# Instructions for the task
Collect each line in the entries below that contains the word "instance". Letter case counts.
** Start of Task input **
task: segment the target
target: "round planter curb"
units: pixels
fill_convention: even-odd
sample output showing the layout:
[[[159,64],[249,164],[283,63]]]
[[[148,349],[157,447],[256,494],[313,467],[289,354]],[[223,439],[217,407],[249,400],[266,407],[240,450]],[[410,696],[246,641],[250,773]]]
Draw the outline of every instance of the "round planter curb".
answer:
** End of Task input **
** Start of Task input **
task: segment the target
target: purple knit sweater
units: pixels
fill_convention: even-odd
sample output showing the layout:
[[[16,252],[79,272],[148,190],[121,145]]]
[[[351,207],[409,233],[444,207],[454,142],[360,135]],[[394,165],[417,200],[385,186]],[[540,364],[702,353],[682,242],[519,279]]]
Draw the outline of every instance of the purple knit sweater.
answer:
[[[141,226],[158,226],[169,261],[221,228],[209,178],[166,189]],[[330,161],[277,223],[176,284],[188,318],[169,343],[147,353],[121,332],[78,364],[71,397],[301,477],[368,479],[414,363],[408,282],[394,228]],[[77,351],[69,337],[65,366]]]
** End of Task input **
# Task response
Draw the outline of every instance of the "round planter curb".
Draw the outline of every instance of the purple knit sweater.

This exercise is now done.